** BRIEF **
A faithful transcription of all the entries below is needed, without the pictures.

** Items from a data source **

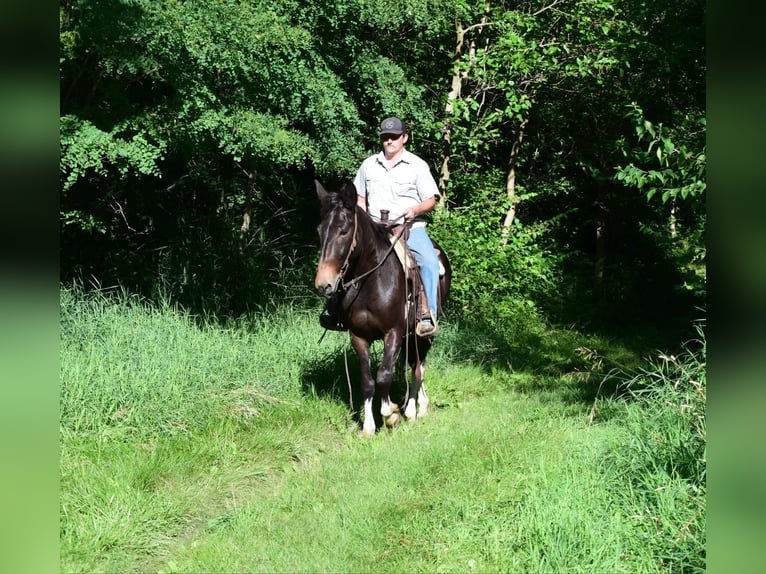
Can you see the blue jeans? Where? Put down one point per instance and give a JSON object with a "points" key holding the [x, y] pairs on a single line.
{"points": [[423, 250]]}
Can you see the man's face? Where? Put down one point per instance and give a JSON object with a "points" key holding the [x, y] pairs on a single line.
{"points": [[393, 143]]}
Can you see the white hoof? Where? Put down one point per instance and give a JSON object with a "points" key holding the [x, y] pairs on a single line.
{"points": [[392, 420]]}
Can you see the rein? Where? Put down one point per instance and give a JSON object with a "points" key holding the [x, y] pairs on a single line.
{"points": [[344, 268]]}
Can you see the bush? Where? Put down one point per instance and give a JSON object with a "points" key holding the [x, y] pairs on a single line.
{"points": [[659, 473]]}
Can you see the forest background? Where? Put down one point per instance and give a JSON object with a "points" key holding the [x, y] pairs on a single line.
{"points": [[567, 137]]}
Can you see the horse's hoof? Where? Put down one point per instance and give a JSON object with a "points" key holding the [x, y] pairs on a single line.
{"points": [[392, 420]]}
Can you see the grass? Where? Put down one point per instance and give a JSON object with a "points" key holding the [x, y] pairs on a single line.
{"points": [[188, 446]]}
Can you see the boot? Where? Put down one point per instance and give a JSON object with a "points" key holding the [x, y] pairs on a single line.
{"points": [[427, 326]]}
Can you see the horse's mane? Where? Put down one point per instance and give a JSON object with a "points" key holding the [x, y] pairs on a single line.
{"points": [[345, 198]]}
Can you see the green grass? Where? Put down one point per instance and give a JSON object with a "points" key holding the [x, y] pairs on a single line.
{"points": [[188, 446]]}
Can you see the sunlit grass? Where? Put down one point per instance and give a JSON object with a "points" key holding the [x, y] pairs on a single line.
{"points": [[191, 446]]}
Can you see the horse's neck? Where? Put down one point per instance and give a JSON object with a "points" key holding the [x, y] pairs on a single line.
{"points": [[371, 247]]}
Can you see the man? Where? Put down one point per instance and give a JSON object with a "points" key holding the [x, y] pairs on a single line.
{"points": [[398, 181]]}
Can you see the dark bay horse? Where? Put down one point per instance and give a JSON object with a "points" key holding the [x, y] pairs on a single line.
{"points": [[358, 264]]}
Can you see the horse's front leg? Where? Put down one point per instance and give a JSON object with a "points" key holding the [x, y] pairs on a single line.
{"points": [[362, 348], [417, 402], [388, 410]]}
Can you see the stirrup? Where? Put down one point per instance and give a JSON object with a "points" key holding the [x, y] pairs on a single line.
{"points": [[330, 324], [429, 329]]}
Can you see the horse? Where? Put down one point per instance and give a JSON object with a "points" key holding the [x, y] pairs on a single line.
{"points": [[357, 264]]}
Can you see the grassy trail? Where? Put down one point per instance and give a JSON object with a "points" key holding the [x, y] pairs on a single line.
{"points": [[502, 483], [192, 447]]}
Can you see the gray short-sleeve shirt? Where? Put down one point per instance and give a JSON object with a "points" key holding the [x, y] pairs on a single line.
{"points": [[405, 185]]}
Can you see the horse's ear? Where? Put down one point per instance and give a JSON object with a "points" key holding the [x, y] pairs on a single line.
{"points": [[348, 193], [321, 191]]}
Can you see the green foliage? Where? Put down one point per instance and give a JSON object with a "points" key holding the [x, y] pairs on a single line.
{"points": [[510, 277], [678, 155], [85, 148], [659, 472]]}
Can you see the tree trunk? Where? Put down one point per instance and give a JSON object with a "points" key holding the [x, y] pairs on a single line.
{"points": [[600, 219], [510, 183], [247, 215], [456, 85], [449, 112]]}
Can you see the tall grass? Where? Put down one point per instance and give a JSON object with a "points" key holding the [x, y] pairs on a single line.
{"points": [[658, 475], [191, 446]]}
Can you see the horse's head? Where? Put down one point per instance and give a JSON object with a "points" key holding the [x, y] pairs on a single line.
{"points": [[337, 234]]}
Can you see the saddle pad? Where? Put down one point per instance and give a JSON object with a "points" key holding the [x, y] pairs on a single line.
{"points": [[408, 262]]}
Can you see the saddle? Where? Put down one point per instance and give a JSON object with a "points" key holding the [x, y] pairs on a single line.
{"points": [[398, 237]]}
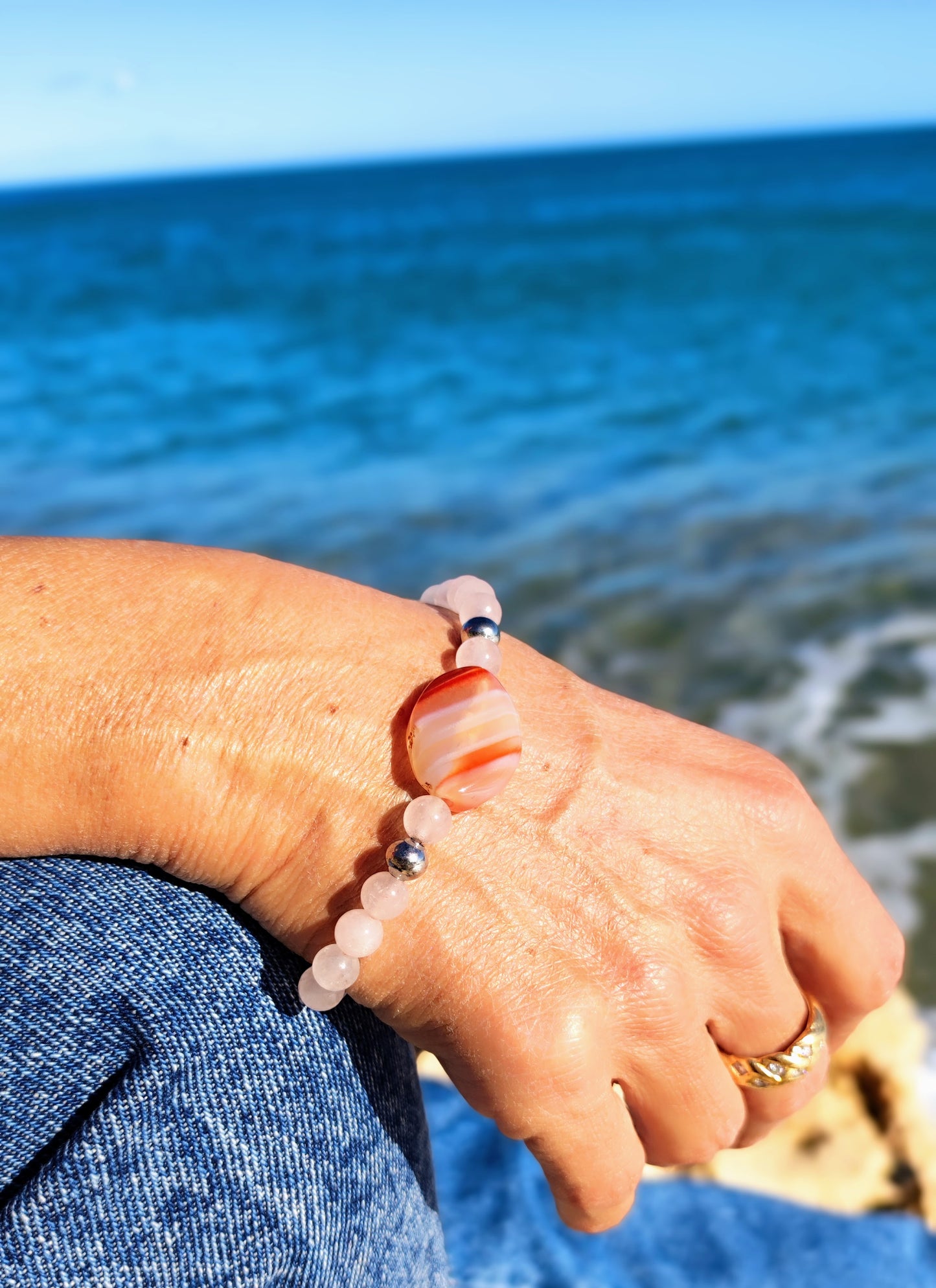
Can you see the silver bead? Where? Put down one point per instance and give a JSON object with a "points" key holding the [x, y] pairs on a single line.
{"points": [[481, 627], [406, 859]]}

** ANSWER SPACE **
Can you see the blue jeans? Where? Put down one point per instance and give a JSON object with a "points" key holding the [x, y] pairs on a single line.
{"points": [[423, 250]]}
Can you see the man's face? Where? Put down one point per instance and give a JSON object with a "points" key holding the [x, y] pairs on a single line.
{"points": [[393, 143]]}
Can you see the white hoof? Where? Put down one point per instance and give a JSON object with a "points" key holding the [x, y] pairs on a single line.
{"points": [[392, 420]]}
Can you see the rein? Where? Put down one point per instance and give a JSON object with a "points" key holding the [x, y] pairs on a single line.
{"points": [[344, 268]]}
Can you see the bush? Where? Put down one point per instance and give a JSON object with a "points" key holding the [x, y] pairs on a single line.
{"points": [[659, 473]]}
Can you see the forest background? Where? Put down one point per instance and give a JSON object with a "points" key holding the [x, y] pairs on a single line.
{"points": [[567, 137]]}
Can you see the horse's hoof? Where? Put down one point per instance and give a JSON object with a "points" key holding the [x, y] pairs on a single line.
{"points": [[392, 420]]}
Can you see the grass? Where? Put down one point per instance and give a JSON object with a "points" key holding the [x, y] pairs on a single line.
{"points": [[188, 446]]}
Can you see the boot? Where? Put down one point per instance and give a JSON object with a "points" key holding the [x, y] pairs on a single line.
{"points": [[427, 326]]}
Can you see the horse's mane? Where? Put down one point per instance and give a JSON object with a "points" key holding the [x, y] pairs on a single line.
{"points": [[345, 198]]}
Can you see the green grass? Where? Put down one point per instance and give a JSON object with a "points" key holding the [x, y] pairs on a single line.
{"points": [[188, 446]]}
Can you see the sunlit grass? Where? Put down one point per instance and give a JSON object with a "points" key holding the [x, y] pairs on a single line.
{"points": [[191, 446]]}
Can you see the horse's neck? Where? Put down one point per instance and give a JSON object with a "points" key holding the [x, y] pairs on a single line.
{"points": [[371, 247]]}
Can you see the man? Where? Put down one point per instance and give a JSON object with a "points" key holding the [x, y] pairs on a single line.
{"points": [[398, 181]]}
Can you see the dark bay horse? Where? Put down one point per instance and give a JSON object with a "points" key holding the [x, y] pairs on a single line.
{"points": [[358, 264]]}
Can you see the horse's front leg? Where? Put down one point per instance and give a JSON object with a "points" key holding the [x, y] pairs on a single line.
{"points": [[362, 348], [417, 402], [388, 410]]}
Can you see the stirrup? Where? Put down one point per instance and give a JSON object with a "points" key holding the [x, y] pairs on a single line.
{"points": [[330, 324], [429, 329]]}
Can you see the horse? Where? Put down one point per instance and give a JSON object with a "points" key holding the [x, y] pairs on a single line.
{"points": [[357, 264]]}
Can you see the grassy trail? Where? Put down one point per instance and give a JSON object with a "points" key holding the [x, y] pairs on a single line.
{"points": [[502, 483], [192, 447]]}
Can you see the gray short-sleeve shirt? Where? Put down one point per instance and give a JSON object with a "points" key holding the [x, y] pairs on a single line.
{"points": [[405, 185]]}
Can you see the horse's ear? Where? Put down one point per instance and give a JSON object with a "points" key holding the [x, y] pairs on a single line.
{"points": [[348, 193], [321, 191]]}
Can you see the green foliage? Where? Put down one point per instance and give a JSON object with a "points" key holding the [x, y] pairs on a single line.
{"points": [[510, 277], [678, 155], [85, 148], [659, 472]]}
Can you see the tree trunk? Where? Put down one point per instance and give a JSON object with a "points" key holding the [x, y] pairs on a single line.
{"points": [[600, 219], [510, 183], [247, 215], [456, 85], [449, 112]]}
Can you see the tall grass? Where? Put down one point per instance and give a JSON object with a "points" key holding the [x, y] pairs on a single line.
{"points": [[658, 475], [191, 446]]}
Can you see the horse's head? Where? Put down one point per instance and give a JSON object with a "points" key holding the [x, y] pairs on a single line.
{"points": [[337, 234]]}
Can you see the saddle pad? Where? Put down one point per instance and give a JSON object with a "points" key holding the [x, y] pairs on a single line.
{"points": [[408, 262]]}
Can you see the saddle? Where? Put down one point per instance and give a JSON object with a "points" key holding the [x, y] pairs on a single line.
{"points": [[398, 237]]}
Can you see the silver bead? Where? Put down one point per instance and give a JSON object with a "points" key holding the [x, y] pairs on a single line.
{"points": [[481, 627], [406, 859]]}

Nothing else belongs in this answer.